Copy the following items verbatim, from the first to the last.

Dataset records:
####################

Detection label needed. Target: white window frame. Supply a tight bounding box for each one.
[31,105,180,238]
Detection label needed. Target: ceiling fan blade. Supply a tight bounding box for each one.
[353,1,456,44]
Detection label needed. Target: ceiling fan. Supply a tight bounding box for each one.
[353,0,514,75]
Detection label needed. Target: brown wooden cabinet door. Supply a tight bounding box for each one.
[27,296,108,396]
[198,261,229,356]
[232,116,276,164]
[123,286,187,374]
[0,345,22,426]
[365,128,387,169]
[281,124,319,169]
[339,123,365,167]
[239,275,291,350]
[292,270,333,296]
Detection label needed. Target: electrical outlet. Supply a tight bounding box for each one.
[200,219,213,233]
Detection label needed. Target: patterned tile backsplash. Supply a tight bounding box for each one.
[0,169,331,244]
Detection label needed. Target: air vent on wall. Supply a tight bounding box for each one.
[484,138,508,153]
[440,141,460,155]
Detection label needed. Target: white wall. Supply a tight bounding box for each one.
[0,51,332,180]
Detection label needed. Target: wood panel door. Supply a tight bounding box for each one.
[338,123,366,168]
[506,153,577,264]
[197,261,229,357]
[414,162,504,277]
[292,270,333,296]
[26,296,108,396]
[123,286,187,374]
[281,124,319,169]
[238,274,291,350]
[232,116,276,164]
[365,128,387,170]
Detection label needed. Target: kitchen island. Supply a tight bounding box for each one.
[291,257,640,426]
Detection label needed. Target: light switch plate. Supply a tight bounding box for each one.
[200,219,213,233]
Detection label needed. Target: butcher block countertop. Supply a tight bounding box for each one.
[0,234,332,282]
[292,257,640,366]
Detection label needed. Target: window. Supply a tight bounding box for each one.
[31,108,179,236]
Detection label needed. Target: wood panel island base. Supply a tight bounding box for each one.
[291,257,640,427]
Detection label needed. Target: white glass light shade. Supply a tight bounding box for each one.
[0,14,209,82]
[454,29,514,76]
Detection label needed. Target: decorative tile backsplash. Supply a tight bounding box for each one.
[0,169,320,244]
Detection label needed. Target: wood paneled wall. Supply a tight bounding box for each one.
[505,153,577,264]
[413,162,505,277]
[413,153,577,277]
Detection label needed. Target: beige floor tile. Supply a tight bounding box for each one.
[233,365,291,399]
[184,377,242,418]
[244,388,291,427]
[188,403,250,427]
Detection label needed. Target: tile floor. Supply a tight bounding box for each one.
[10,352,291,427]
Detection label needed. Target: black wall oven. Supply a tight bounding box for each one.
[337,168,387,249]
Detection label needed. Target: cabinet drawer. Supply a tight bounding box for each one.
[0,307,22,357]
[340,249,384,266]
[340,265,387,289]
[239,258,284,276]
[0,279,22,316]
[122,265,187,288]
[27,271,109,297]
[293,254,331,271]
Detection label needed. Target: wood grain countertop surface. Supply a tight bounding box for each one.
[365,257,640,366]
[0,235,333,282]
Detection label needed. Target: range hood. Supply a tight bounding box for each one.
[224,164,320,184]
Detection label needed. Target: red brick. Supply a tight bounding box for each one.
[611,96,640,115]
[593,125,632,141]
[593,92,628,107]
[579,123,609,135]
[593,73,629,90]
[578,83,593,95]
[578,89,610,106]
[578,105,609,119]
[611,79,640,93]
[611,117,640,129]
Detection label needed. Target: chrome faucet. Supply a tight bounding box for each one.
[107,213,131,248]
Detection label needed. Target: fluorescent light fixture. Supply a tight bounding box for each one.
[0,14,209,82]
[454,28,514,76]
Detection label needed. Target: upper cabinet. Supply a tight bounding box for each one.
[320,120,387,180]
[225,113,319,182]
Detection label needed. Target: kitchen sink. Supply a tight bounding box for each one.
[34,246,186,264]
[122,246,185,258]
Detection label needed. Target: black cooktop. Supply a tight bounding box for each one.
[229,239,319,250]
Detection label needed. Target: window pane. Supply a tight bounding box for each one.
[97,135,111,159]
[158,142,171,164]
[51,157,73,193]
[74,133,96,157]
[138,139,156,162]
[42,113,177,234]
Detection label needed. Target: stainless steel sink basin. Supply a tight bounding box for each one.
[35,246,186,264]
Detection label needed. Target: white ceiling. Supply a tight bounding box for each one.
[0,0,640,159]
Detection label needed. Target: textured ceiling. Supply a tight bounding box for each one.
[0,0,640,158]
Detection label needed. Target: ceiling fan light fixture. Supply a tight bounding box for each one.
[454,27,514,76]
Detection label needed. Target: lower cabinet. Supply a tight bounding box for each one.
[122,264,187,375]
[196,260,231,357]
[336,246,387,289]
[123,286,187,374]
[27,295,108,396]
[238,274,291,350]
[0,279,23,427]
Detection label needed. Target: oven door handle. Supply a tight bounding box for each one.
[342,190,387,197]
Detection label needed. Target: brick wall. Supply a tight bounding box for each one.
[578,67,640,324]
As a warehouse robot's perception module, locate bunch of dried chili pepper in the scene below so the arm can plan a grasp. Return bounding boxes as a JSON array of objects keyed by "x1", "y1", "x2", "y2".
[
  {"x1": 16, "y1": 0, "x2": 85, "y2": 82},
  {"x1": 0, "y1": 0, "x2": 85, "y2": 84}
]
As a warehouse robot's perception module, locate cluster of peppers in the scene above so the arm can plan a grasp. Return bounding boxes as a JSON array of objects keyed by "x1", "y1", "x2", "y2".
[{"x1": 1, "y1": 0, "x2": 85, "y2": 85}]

####################

> **Output**
Detection label needed. Target: white window frame. Supply a tight bounding box for each one.
[31,105,180,238]
Detection label needed. Target: ceiling fan blade. Supply a tight bounding box for each one.
[353,1,456,44]
Detection label needed. Target: ceiling fan. Supply a tight bounding box for each one.
[353,0,514,75]
Detection label needed. Target: brown wooden cabinet door. Supply a tight bounding box for each one.
[27,296,108,396]
[198,261,229,356]
[232,116,276,164]
[123,286,187,374]
[0,345,22,426]
[365,128,387,169]
[281,124,319,169]
[339,123,365,167]
[239,275,291,350]
[292,270,333,296]
Detection label needed. Target: electrical outlet. Supply a tight bounding box for each one.
[200,219,213,233]
Detection label needed. Target: patterned tile backsplash. Supply a tight bounding box for each one.
[0,169,331,244]
Detection label needed. Target: air vent on wall. Supply a tight bounding box for each one.
[484,138,508,153]
[440,141,460,155]
Detection label needed. Target: white wall. Supply a tight bounding box for each one.
[0,51,332,180]
Detection label needed. Target: wood panel door. Supply a tight bounding box for each one.
[338,123,366,168]
[506,153,577,264]
[197,261,229,357]
[414,162,504,277]
[292,270,333,296]
[26,296,108,396]
[123,286,187,374]
[281,124,319,169]
[238,274,291,350]
[232,116,276,164]
[365,128,387,170]
Detection label needed. Target: kitchen island. Supply a tight bounding box for each one.
[291,257,640,426]
Detection label needed. Target: light switch plate. Supply a tight bounding box for each one.
[200,219,213,233]
Detection label needed. Target: butcher block countertop. Supply a tight bounding box for each one.
[0,234,332,282]
[292,257,640,366]
Detection label needed. Target: window. Supply a tight bounding box for each one.
[31,108,179,236]
Detection label needed. Target: wood panel island base. Supply a tight bounding box for each one.
[291,257,640,427]
Detection label needed. Target: white glass light shade. Supply a tight bounding box for each one.
[0,14,209,82]
[454,29,514,76]
Detection label needed. Target: decorative tile backsplash. Supply a tight bounding box for each one.
[0,169,320,244]
Detection label needed. Target: wood paneled wall. Supply a tight bounding box for each one.
[505,153,577,264]
[413,162,505,277]
[413,153,577,277]
Detection label needed. Target: beige floor tile. Supply a tight bounding box for each one.
[233,365,291,399]
[184,377,242,418]
[244,388,291,427]
[188,403,250,427]
Detection label needed. Target: tile floor. Supply a tight bounding box for each one.
[10,352,291,427]
Detection label needed. Target: black wall oven. Supply a tight bounding box for each one.
[337,168,387,249]
Detection label needed. Target: cabinet drawer. Supply a tight bounding box for each one.
[0,307,22,357]
[340,249,384,266]
[340,265,387,289]
[239,258,284,276]
[0,279,22,316]
[122,265,187,288]
[27,271,109,297]
[293,254,331,271]
Detection label needed. Target: wood grain countertop surface. Supply a tight bounding box for each one.
[365,257,640,366]
[0,235,333,282]
Detection label needed. Target: range hood. Supply a tight bounding box for each one.
[224,164,320,184]
Detection label needed. Target: red brick. Supply a tight bounding box for each one.
[611,96,640,115]
[593,125,632,141]
[593,92,628,107]
[579,123,609,135]
[593,73,629,90]
[578,83,593,95]
[578,89,610,106]
[578,105,609,119]
[611,79,640,93]
[611,117,640,129]
Detection label needed. Target: chrome faucet. Supply a tight bounding box for each one.
[107,213,131,248]
Detection label needed. Target: fluorescent light fixture. Supply a tight bounding box for each one.
[0,14,209,82]
[454,28,514,76]
Detection label needed. Target: upper cabinet. Supply a tight bounding box for each one.
[320,120,387,180]
[225,113,319,182]
Detection label needed. Target: kitchen sink. Supply a tight bounding box for each one.
[34,246,186,264]
[122,246,185,258]
Detection label needed. Target: black cooktop. Supply a tight bounding box for each one.
[229,239,319,250]
Detection label needed. Target: window pane. Supply a tight bounding box for each one.
[97,135,111,159]
[158,142,171,164]
[51,157,73,193]
[74,133,96,157]
[138,139,156,162]
[42,113,177,234]
Detection label needed. Target: stainless steel sink basin. Supply a tight bounding box for each one.
[35,246,186,264]
Detection label needed. Target: white ceiling. Supply a tight bounding box for each one.
[0,0,640,159]
Detection label needed. Target: textured ceiling. Supply a tight bounding box for each one.
[0,0,640,158]
Detection label needed. Target: ceiling fan light fixture. Supply a tight bounding box for each one.
[454,27,514,76]
Detection label needed. Target: lower cabinet. Supply a tight bounding box for each one.
[122,264,187,375]
[196,260,231,357]
[336,246,387,289]
[123,286,187,374]
[27,295,108,396]
[238,274,291,350]
[0,279,23,427]
Detection label needed. Target: oven door handle. Supply a tight bounding box for each one.
[342,190,387,197]
Detection label needed. Target: brick wall. Supply a tight bounding box for each one.
[578,67,640,324]
As a warehouse robot's perception module, locate bunch of dried chili pepper in the scene below so the arm can plan a grasp. Return bounding boxes as a JSON array of objects keyed by "x1", "y1", "x2", "y2".
[
  {"x1": 16, "y1": 0, "x2": 85, "y2": 82},
  {"x1": 0, "y1": 0, "x2": 85, "y2": 84}
]
As a warehouse robot's perception module, locate cluster of peppers in the scene above so the arm can plan a grasp. Return bounding boxes as a JSON array of objects keyed by "x1", "y1", "x2", "y2".
[{"x1": 1, "y1": 0, "x2": 85, "y2": 85}]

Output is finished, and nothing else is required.